TÂCHE COURTE A: Pouvez-vous transcrire à l'identique le passage du texte sur la danse contemporaine en Afrique qui commence par les mots "Combien de chorégraphes" et se termine par les mots "fil du voyage." ?
──────── TEXTE FOURNI ────────
Combien de chorégraphes contemporains africains ont l’opportunité de faire tourner leurs spectacles sur leur propre continent ? Une infime poignée. En septembre dernier, le Kenyan Opiyo Okach a pu présenter son solo ‘Dilo’dans cinq pays d’Afrique de l’Ouest. Une expérience exceptionnelle tant pour l’artiste que pour les publics locaux. L’occasion aussi d’intenses échanges avec les danseurs rencontrés au fil du voyage.
Ce fut une longue tournée : sept villes dans cinq pays (Nigeria, Togo, Burkina Faso, Sénégal et Guinée) en un mois et dix jours. A chaque étape, une représentation donnée au Centre culturel français (CCF) de la ville. Organisé et financé par l’Afaa (Association française d’action artistique, qui dépend du ministère des Affaires étrangères), ce type de tournée représente actuellement l’un des rares réseaux (si ce n’est le seul
) capables de diffuser, dans des conditions techniques relativement bonnes, de la danse contemporaine en Afrique. Pour en bénéficier, rares sont les places : en moyenne cinq spectacles par an, choisis par l’Afaa et les directeurs des centres culturels français.
──────── ENTRÉES DE L'EXERCICE ────────
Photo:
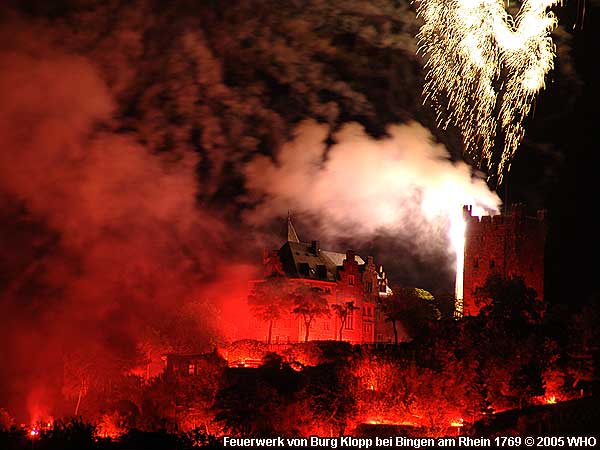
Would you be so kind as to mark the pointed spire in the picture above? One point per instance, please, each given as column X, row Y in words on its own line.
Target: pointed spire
column 292, row 235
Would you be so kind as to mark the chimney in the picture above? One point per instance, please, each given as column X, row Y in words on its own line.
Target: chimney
column 541, row 214
column 315, row 247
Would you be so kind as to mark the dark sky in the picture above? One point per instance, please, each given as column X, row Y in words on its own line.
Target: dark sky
column 136, row 162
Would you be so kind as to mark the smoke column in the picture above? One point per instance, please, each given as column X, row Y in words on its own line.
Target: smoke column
column 403, row 184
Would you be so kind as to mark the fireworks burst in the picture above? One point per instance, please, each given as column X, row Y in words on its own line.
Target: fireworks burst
column 486, row 68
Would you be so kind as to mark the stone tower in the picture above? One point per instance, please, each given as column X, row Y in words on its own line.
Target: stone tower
column 510, row 244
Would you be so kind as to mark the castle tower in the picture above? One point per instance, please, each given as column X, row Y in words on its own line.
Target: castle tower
column 510, row 244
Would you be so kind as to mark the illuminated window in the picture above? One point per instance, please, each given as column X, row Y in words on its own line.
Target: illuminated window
column 349, row 322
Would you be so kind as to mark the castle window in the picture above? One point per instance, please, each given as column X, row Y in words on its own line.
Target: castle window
column 303, row 268
column 349, row 322
column 322, row 271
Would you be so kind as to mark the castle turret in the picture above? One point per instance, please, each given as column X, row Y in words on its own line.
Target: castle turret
column 511, row 244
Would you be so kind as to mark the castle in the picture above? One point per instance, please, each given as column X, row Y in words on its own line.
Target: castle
column 344, row 279
column 510, row 244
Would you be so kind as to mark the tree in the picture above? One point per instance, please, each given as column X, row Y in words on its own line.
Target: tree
column 309, row 303
column 269, row 300
column 343, row 311
column 511, row 301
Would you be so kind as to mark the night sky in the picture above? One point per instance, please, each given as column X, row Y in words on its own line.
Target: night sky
column 137, row 176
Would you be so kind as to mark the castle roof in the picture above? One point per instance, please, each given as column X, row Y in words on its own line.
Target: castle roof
column 307, row 260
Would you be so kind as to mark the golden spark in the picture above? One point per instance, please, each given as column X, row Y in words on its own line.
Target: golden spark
column 486, row 68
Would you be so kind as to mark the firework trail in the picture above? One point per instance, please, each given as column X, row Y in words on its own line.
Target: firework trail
column 486, row 68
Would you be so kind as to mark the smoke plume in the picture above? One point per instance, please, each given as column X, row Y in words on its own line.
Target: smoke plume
column 403, row 185
column 107, row 258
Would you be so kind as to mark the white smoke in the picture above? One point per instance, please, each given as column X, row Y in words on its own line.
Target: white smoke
column 402, row 185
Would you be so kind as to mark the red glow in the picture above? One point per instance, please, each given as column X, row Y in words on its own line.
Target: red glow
column 457, row 422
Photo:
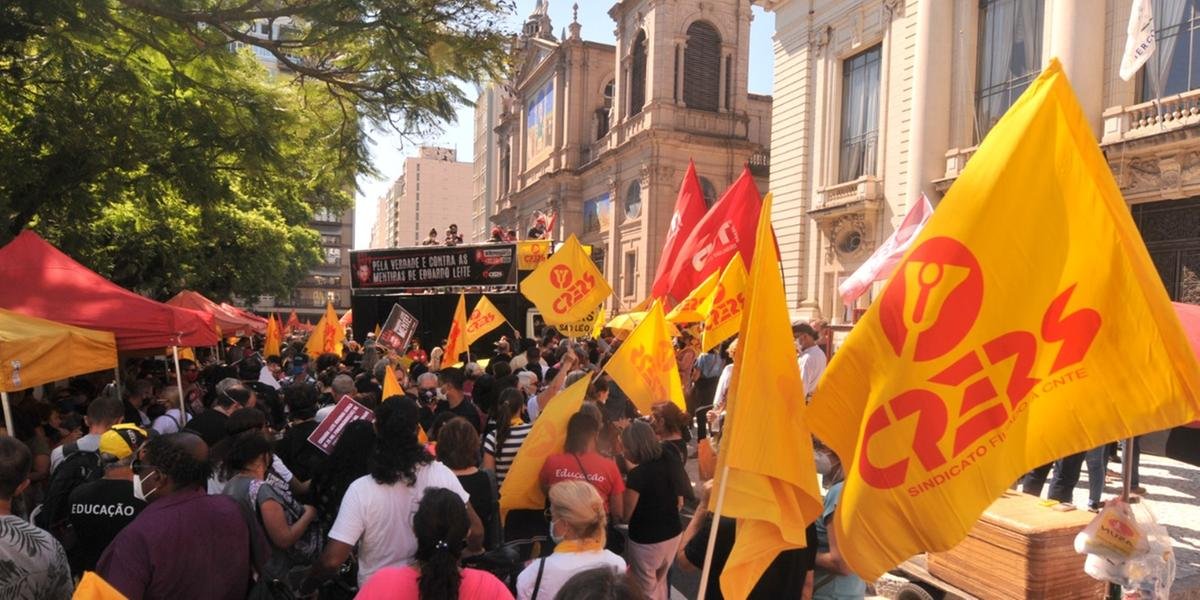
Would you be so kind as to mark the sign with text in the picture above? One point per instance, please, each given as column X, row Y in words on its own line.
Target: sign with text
column 397, row 330
column 325, row 436
column 490, row 264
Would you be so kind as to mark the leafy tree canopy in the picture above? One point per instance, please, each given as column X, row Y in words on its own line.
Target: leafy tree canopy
column 147, row 139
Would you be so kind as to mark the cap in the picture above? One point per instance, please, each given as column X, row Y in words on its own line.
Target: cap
column 123, row 439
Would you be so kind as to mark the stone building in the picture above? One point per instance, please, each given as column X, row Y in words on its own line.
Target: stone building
column 601, row 135
column 880, row 101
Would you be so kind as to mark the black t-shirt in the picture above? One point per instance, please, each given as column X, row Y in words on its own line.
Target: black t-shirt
column 209, row 426
column 99, row 511
column 785, row 576
column 657, row 516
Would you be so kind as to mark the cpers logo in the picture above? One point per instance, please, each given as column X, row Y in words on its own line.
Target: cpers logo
column 964, row 411
column 574, row 289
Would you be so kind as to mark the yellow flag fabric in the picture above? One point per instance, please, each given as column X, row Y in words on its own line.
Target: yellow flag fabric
column 688, row 310
column 484, row 318
column 567, row 286
column 328, row 335
column 645, row 365
column 1026, row 323
column 456, row 341
column 772, row 493
column 521, row 489
column 723, row 309
column 94, row 587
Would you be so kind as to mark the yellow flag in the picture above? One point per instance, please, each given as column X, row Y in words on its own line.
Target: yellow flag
column 1026, row 323
column 567, row 286
column 723, row 309
column 483, row 319
column 772, row 493
column 521, row 489
column 328, row 335
column 645, row 365
column 688, row 310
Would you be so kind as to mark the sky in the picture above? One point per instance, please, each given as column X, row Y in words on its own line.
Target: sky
column 388, row 150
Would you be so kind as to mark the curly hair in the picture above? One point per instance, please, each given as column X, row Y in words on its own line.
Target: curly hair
column 397, row 453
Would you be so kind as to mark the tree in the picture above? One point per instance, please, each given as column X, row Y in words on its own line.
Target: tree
column 133, row 136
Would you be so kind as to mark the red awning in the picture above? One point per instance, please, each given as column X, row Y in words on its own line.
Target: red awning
column 41, row 281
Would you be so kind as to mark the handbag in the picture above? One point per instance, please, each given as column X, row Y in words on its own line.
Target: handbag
column 615, row 539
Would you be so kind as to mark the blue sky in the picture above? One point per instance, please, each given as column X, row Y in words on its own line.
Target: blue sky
column 389, row 150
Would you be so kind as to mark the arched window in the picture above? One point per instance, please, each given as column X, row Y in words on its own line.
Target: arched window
column 702, row 67
column 637, row 76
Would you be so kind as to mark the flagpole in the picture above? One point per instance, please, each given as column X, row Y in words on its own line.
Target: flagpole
column 712, row 533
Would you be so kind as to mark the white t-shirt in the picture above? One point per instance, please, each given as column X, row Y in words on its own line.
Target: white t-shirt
column 379, row 517
column 559, row 568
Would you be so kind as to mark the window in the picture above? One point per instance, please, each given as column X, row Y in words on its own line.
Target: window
column 634, row 199
column 702, row 67
column 1174, row 66
column 637, row 76
column 630, row 273
column 859, row 114
column 1009, row 57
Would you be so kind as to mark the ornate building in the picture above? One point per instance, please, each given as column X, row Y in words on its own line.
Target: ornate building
column 601, row 135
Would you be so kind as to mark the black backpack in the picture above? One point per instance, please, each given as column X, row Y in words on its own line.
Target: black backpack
column 77, row 468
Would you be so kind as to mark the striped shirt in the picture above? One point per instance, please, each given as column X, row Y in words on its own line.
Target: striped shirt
column 505, row 455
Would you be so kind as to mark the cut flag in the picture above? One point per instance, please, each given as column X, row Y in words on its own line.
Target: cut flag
column 645, row 365
column 521, row 489
column 567, row 286
column 885, row 258
column 724, row 306
column 689, row 210
column 726, row 228
column 771, row 491
column 1027, row 323
column 328, row 335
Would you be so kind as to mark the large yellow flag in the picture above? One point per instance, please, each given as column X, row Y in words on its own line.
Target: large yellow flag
column 645, row 365
column 771, row 481
column 688, row 310
column 723, row 309
column 1025, row 324
column 521, row 489
column 328, row 335
column 567, row 286
column 483, row 319
column 456, row 340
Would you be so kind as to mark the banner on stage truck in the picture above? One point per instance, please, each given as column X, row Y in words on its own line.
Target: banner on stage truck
column 397, row 330
column 491, row 264
column 347, row 411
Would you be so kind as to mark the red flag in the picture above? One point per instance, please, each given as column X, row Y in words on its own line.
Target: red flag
column 689, row 211
column 727, row 228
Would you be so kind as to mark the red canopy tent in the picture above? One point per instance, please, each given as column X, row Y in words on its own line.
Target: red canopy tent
column 41, row 281
column 231, row 322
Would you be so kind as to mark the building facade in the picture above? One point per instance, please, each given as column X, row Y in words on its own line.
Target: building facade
column 600, row 135
column 881, row 101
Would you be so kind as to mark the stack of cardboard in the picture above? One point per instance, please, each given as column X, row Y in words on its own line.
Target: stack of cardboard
column 1020, row 549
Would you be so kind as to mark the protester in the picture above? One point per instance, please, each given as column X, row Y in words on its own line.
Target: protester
column 654, row 493
column 441, row 527
column 376, row 513
column 101, row 509
column 185, row 544
column 34, row 564
column 577, row 525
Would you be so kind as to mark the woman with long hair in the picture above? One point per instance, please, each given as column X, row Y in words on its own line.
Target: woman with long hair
column 577, row 523
column 377, row 510
column 441, row 526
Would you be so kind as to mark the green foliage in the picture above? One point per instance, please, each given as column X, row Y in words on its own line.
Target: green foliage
column 133, row 137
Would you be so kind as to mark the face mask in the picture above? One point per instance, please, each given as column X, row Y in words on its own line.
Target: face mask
column 139, row 489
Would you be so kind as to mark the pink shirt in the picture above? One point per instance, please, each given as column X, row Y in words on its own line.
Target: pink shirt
column 400, row 583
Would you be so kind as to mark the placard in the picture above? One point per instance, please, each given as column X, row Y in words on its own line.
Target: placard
column 330, row 430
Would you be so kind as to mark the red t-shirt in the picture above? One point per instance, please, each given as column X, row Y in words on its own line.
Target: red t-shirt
column 601, row 473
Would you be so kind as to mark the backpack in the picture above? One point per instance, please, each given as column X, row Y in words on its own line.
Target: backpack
column 77, row 468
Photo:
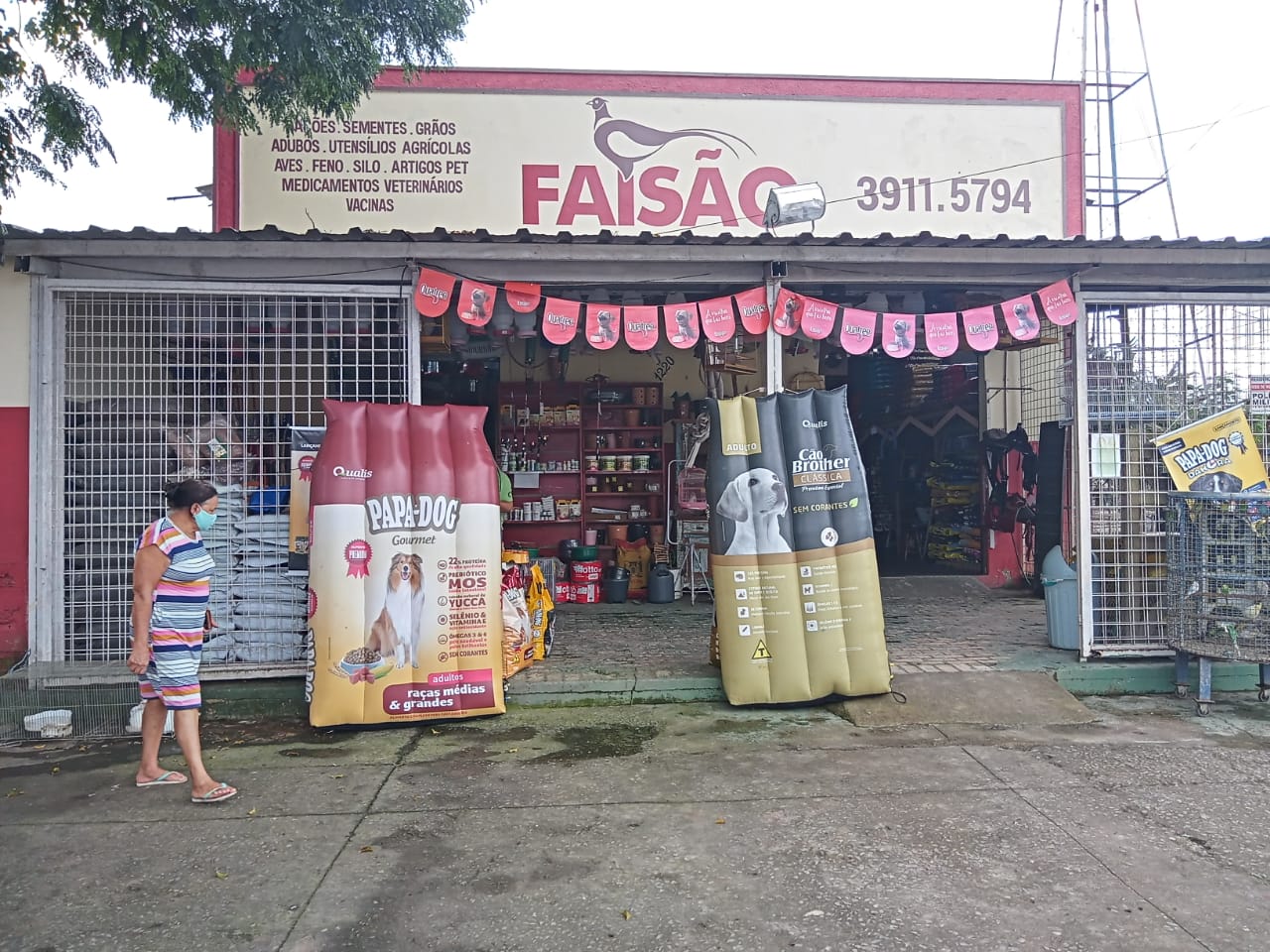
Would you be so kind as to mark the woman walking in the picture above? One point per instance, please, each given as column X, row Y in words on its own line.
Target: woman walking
column 171, row 588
────────
TÂCHE COURTE B: Pouvez-vous restituer mot pour mot les entrées, depuis leur tout début jusqu'à la ligne contenant "column 315, row 247", celle-ci comprise, en laissant les images de côté dans votre réponse ?

RÉPONSE RÉDIGÉE A:
Combien de chorégraphes contemporains africains ont l’opportunité de faire tourner leurs spectacles sur leur propre continent ? Une infime poignée. En septembre dernier, le Kenyan Opiyo Okach a pu présenter son solo ‘Dilo’dans cinq pays d’Afrique de l’Ouest. Une expérience exceptionnelle tant pour l’artiste que pour les publics locaux. L’occasion aussi d’intenses échanges avec les danseurs rencontrés au fil du voyage.

RÉPONSE RÉDIGÉE B:
Photo:
Would you be so kind as to mark the pointed spire in the picture above? One point per instance, please, each given as column X, row Y in words on its own line.
Target: pointed spire
column 292, row 235
Would you be so kind as to mark the chimney in the picture above? One point per instance, please, each given as column X, row Y in words on its own line.
Target: chimney
column 541, row 214
column 315, row 247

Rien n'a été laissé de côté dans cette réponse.